===== Supplied text

Assessment 3 role plays
Case study 1: Your name is David and you are a 36-year-old male journalist who has a very demanding job which involves working long hours. You have been smoking since you were at university and you estimate that you currently smoke between 30-40 cigarettes a day. You love to catch up with your friends at the pub for a smoke and a drink as you say it helps you relax. You have tried to stop smoking on a number of occasions, with limited success as you suffer badly from nicotine withdrawal. Your father recently died of lung cancer at age 68 after many years of smoking. In his final stages of cancer, Donald was in a great deal of pain and distress. You are worried that if you keep smoking like this, you will end up with lung cancer like your dad.
Case study 2: Your name is Sally, you are a 28-years old female and you work as a financial adviser for a large finance company. You have always struggled with your weight and you currently weigh 122 kilograms. You have a family history of type 2 diabetes and hypertension. Your GP has said you must lose weight and keep it off. You would prefer to have gastric band or gastric sleeve surgery. However, your GP is against this as you they believe you need to make lasting lifestyle changes through a combination of diet and exercise. You realise this is a more logical approach to take but do not believe you have the time or energy to do this.

==========
===== Records shown

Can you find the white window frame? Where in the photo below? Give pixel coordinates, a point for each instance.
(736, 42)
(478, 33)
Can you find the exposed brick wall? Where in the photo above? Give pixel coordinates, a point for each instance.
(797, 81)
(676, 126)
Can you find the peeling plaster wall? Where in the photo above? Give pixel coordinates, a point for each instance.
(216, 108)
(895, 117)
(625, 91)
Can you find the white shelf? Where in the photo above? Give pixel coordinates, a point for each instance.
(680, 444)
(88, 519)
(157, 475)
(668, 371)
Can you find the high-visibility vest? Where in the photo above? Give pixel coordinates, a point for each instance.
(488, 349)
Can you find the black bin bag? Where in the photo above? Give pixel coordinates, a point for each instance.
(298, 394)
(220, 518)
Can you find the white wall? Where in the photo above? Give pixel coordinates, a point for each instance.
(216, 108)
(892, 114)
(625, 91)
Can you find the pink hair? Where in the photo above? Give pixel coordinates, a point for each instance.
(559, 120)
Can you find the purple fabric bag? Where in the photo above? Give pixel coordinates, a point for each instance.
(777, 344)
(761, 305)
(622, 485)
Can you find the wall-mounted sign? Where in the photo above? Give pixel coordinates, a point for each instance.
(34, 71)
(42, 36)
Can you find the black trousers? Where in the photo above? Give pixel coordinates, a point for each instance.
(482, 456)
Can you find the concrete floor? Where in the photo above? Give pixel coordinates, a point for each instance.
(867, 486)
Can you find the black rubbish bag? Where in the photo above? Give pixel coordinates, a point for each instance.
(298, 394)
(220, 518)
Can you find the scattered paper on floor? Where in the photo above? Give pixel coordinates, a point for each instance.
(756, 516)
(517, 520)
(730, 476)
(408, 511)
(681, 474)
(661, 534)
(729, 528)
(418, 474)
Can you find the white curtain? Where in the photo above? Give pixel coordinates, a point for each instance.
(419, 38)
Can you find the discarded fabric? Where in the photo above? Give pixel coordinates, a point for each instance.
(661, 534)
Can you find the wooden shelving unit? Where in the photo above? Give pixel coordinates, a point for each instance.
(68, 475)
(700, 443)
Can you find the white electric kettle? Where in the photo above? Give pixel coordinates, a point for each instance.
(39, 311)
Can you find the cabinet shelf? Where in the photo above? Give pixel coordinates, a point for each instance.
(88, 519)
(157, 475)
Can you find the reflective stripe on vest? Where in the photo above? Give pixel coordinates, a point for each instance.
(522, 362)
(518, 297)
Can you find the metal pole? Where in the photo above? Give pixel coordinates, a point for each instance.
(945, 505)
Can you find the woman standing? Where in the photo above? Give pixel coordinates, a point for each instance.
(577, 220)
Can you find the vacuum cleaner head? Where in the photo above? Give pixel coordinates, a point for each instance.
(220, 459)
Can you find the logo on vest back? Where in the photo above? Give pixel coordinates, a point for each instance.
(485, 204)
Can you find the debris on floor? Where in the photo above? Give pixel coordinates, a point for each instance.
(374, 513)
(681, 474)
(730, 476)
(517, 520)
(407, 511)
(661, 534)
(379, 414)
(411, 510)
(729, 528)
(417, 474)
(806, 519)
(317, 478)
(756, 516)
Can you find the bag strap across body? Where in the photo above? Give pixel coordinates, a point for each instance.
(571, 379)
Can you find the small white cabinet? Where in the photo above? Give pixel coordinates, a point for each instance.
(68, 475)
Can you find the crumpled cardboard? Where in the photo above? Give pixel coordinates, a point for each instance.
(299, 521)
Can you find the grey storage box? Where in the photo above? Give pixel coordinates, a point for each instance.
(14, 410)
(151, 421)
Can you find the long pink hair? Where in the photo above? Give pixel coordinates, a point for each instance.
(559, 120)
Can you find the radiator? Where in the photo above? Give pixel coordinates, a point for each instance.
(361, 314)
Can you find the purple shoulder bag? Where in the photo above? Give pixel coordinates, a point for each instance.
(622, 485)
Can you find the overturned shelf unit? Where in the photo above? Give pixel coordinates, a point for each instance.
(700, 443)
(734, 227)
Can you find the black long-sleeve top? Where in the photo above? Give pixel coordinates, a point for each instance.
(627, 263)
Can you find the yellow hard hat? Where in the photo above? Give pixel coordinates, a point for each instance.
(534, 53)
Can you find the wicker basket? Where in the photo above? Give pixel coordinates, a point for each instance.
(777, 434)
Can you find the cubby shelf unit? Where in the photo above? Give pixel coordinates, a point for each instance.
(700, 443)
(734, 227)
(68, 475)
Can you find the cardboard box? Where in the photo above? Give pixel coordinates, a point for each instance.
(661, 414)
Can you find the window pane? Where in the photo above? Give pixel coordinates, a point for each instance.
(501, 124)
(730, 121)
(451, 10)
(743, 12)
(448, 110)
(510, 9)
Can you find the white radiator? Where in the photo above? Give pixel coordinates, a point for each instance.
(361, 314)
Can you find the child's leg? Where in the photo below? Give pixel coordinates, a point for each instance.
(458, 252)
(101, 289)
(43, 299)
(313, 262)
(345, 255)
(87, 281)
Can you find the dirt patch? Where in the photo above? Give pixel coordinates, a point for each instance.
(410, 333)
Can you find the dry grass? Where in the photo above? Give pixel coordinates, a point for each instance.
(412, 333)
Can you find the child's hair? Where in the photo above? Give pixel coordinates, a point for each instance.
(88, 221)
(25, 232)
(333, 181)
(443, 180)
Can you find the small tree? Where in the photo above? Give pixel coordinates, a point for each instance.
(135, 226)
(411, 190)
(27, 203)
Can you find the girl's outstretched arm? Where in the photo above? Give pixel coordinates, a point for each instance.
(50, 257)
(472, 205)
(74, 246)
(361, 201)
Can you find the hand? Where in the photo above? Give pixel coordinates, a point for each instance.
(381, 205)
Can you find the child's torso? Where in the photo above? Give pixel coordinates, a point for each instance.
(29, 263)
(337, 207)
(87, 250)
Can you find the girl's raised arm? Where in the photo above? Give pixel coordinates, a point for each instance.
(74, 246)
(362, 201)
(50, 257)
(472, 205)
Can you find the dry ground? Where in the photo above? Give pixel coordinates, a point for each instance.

==========

## Activities
[a] Write out the passage of the role-play case studies that begins at the words "Assessment 3 role" and stops after "like your dad.".
[b] Extend the role-play case studies with the next part, starting after the final sentence given.
The records play no part in this work.

## Task-by-task results
[a]
Assessment 3 role plays
Case study 1: Your name is David and you are a 36-year-old male journalist who has a very demanding job which involves working long hours. You have been smoking since you were at university and you estimate that you currently smoke between 30-40 cigarettes a day. You love to catch up with your friends at the pub for a smoke and a drink as you say it helps you relax. You have tried to stop smoking on a number of occasions, with limited success as you suffer badly from nicotine withdrawal. Your father recently died of lung cancer at age 68 after many years of smoking. In his final stages of cancer, Donald was in a great deal of pain and distress. You are worried that if you keep smoking like this, you will end up with lung cancer like your dad.

[b]
Case study 3: Your name is Mark and you are a 19-year old male university student. You have moved away from home to attend university and you are studying exercise science. In an effort to meet people and form new social networks you have joined several societies. Your favourite group is the ‘pubs along the pier’ night. You are generally reserved but find that after a few drinks you are more outgoing and confident. People have commented how easy going and friendly you are which increases your desire to be part of this group. Over the last two months however you have woken up the next morning with no recollection of how you got home on several occasions and on the last occasion you woke up in another person’s house. A friend from your hometown is visiting you and when you tell them this story which you laugh about, they urge you to stop drinking with this group of people. You agree to go and see a health professional but really don’t see what the issue is.
Case study 4: Your name is Tessa and you are a 29-year-old female single parent of three children under the age of eight (8) years old. You work 4 days a week at a local supermarket. By the time you pick up your children from school and childcare you are too tired to cook, so your meals are invariably takeaway meals and you use the left avers the next day for lunches. Your eldest child has brought a note from their teacher asking to meet with you. At the meeting the teacher indicates that you need to be providing more nutritious meals for your child. You know the teacher has a valid point, but you feel like you are being made out to be a bad parent and you have no idea how to go about making this change to your children’s diets and making the teacher happier.